** begin **
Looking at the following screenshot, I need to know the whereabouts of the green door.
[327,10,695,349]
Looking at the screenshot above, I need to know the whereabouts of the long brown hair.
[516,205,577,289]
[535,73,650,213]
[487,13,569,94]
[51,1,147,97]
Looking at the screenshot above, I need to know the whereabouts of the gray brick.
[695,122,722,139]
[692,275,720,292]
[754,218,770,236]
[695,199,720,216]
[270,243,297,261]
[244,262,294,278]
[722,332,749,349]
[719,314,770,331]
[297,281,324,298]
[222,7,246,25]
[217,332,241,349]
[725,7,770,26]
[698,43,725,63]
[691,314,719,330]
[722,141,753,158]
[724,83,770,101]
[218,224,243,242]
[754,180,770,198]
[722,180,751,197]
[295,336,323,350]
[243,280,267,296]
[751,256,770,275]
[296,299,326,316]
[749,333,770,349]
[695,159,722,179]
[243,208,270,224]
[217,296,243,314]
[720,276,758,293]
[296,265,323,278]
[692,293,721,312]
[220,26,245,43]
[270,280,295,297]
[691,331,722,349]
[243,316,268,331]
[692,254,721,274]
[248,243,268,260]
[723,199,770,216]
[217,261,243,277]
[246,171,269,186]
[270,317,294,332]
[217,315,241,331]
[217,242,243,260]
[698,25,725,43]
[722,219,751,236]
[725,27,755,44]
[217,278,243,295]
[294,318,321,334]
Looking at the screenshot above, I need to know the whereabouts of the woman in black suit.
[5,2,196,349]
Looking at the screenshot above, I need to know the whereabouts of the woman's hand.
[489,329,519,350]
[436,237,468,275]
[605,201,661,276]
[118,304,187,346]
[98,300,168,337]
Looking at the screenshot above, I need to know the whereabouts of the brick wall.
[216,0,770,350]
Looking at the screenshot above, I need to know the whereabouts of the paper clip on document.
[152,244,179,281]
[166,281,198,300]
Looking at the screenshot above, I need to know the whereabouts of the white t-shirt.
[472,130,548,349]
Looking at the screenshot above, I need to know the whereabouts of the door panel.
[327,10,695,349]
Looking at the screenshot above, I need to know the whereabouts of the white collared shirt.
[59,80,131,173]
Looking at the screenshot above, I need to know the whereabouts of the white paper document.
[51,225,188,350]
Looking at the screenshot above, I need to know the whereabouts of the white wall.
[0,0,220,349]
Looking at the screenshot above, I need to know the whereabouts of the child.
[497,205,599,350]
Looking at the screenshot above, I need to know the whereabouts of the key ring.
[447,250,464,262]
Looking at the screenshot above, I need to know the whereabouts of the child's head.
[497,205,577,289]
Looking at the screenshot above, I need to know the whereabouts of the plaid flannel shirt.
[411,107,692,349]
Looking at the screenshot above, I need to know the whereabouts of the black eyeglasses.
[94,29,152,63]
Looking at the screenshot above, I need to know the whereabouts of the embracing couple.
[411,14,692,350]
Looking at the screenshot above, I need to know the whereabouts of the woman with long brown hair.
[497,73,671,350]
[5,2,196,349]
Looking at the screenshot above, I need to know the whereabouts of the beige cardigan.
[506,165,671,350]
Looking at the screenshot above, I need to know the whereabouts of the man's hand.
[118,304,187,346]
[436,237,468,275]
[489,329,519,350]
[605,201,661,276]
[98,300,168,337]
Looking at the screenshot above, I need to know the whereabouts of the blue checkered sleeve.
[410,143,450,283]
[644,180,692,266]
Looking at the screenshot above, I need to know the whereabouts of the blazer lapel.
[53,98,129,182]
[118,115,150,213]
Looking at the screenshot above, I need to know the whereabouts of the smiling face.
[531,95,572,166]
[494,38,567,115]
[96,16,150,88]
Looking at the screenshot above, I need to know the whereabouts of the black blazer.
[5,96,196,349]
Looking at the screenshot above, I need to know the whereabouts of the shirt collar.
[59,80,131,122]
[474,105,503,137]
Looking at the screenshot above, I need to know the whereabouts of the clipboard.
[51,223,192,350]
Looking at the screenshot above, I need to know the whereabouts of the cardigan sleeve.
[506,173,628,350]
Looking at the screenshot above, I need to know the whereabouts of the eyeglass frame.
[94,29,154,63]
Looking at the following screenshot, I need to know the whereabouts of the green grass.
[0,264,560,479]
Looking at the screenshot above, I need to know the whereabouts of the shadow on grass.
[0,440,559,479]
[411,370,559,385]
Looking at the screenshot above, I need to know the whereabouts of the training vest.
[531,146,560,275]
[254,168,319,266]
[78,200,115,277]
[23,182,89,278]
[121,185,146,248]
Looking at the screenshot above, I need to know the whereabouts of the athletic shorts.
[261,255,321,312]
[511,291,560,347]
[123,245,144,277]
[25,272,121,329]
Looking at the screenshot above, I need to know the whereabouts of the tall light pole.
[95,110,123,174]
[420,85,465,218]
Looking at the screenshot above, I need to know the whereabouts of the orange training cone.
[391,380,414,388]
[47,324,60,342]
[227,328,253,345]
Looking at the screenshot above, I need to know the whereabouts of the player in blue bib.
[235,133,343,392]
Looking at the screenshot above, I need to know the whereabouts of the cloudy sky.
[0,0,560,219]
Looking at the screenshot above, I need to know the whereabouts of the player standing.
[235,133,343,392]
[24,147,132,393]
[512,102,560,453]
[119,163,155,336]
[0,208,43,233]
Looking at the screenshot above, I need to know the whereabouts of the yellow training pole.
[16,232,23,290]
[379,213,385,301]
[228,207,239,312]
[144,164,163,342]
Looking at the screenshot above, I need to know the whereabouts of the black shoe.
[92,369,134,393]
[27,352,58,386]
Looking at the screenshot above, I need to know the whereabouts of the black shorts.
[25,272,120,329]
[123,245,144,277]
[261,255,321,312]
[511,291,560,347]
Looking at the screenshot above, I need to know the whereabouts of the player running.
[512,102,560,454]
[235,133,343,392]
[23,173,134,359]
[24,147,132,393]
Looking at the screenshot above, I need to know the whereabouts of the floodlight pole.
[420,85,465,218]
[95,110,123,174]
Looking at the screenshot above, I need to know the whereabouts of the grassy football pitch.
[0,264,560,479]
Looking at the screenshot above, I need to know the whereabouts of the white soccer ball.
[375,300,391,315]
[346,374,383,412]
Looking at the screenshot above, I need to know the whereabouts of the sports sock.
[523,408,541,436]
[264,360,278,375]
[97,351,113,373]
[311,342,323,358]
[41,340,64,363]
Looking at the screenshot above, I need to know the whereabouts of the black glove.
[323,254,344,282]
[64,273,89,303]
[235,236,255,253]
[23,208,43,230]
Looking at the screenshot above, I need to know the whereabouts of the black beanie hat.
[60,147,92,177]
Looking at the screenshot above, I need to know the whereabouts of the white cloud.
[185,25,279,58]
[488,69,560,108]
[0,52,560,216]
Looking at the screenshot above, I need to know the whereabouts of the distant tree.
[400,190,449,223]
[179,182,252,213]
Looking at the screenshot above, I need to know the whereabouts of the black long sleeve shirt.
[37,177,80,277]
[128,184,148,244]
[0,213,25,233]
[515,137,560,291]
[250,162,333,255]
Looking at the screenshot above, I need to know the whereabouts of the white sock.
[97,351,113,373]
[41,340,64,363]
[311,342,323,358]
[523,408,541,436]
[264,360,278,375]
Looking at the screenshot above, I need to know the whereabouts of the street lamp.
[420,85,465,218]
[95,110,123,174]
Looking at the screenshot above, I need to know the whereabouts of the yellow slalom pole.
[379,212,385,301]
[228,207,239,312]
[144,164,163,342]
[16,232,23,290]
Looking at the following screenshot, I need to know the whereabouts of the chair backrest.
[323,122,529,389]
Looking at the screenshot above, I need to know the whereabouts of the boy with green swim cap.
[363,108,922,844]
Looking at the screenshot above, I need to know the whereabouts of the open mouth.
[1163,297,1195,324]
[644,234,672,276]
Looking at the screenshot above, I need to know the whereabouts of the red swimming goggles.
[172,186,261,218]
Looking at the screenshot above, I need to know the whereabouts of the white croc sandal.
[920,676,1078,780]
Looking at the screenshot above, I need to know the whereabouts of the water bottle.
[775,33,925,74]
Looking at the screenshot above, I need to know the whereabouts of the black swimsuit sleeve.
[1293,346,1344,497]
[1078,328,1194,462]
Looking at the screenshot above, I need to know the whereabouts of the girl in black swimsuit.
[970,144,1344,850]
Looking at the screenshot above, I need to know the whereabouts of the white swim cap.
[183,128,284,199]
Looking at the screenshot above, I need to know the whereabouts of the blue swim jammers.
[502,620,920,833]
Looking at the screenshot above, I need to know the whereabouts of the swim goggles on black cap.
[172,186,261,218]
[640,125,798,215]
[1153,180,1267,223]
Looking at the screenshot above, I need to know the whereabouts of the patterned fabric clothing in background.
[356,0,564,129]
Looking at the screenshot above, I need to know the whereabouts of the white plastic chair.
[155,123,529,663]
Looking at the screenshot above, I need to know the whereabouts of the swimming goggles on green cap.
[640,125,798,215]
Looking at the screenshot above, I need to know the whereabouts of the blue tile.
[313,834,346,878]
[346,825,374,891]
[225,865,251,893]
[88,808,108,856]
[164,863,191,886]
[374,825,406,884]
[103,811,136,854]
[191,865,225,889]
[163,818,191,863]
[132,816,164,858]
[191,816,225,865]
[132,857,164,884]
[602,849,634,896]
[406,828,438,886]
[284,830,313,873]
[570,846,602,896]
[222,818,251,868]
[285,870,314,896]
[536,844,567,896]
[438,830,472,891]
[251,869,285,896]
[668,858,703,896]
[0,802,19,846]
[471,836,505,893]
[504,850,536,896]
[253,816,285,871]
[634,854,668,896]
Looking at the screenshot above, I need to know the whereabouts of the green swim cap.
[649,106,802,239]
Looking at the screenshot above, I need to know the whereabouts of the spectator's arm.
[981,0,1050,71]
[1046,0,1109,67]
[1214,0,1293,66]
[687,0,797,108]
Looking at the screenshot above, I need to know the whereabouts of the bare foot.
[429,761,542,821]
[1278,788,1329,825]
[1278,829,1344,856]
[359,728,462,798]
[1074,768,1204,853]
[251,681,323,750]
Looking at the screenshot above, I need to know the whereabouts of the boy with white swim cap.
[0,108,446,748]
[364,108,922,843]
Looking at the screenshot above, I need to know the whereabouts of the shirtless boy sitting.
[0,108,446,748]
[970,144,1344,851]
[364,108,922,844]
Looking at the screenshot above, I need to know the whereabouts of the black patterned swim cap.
** end **
> _Exercise_: Please recast the records as a Markdown table with the columns Row and Entry, leaving out blank lines. Begin at the start of the records and stop after the line that contains "[51,1,147,97]".

> _Answer_:
| Row | Entry |
|---|---|
| 1 | Looking at the following screenshot, I need to know the whereabouts of the green door. |
| 2 | [327,10,695,349] |
| 3 | Looking at the screenshot above, I need to know the whereabouts of the long brown hair. |
| 4 | [516,205,577,289] |
| 5 | [535,73,650,213] |
| 6 | [487,13,569,94] |
| 7 | [51,1,147,97] |